*Written exercise*:
Add 99 to every bounding-box coordinate in the answers, and write out the part of the data that runs from its start through the line containing "[[173, 177, 243, 312], [214, 187, 241, 296]]" again in full, with every other line kept as it is. Leave the pictures out.

========================================================================

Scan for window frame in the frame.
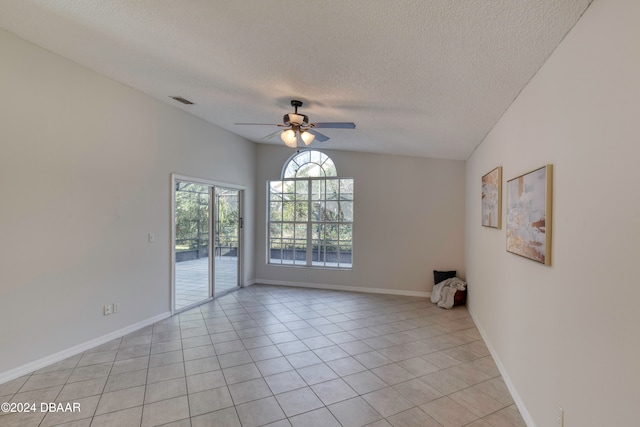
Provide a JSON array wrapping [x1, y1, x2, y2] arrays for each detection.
[[266, 150, 355, 270]]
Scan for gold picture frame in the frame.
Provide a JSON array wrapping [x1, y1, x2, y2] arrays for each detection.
[[482, 166, 502, 229], [507, 165, 553, 265]]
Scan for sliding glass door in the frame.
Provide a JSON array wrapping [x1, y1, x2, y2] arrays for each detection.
[[173, 177, 243, 312], [214, 187, 241, 296]]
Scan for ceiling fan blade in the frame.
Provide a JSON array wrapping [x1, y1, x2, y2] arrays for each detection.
[[312, 122, 356, 129], [307, 129, 329, 142], [234, 123, 282, 126], [260, 129, 282, 141]]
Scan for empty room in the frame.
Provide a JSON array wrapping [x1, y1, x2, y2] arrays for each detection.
[[0, 0, 640, 427]]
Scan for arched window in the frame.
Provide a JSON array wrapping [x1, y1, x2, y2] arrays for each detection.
[[282, 150, 338, 179], [267, 150, 353, 269]]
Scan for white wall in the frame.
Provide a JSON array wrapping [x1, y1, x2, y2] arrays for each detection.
[[466, 0, 640, 427], [0, 31, 255, 374], [256, 144, 464, 295]]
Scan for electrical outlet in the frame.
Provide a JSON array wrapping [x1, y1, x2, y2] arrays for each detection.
[[556, 406, 564, 427]]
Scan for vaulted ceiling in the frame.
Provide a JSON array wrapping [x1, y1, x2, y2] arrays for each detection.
[[0, 0, 591, 159]]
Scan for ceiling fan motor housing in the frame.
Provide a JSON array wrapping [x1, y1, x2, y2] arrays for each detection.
[[282, 113, 309, 126]]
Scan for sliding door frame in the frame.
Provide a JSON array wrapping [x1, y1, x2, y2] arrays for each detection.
[[169, 173, 246, 315]]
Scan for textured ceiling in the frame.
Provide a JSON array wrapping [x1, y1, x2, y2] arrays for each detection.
[[0, 0, 591, 159]]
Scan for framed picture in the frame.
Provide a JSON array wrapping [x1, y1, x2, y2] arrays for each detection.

========================================================================

*Completed task*:
Scan for window frame in the frame.
Provide a JSON array wrapping [x1, y1, x2, y2] arrays for each detection.
[[365, 249, 454, 369]]
Scan for gold picture frame in the frame.
Provide a JSON array wrapping [x1, y1, x2, y2] arrays for each detection.
[[581, 265, 601, 328], [606, 264, 652, 364]]
Scan for sliding glass door in the frame.
Provide a JSON array wrapping [x1, y1, x2, y2] arrays for each detection.
[[272, 276, 342, 411], [313, 286, 340, 395]]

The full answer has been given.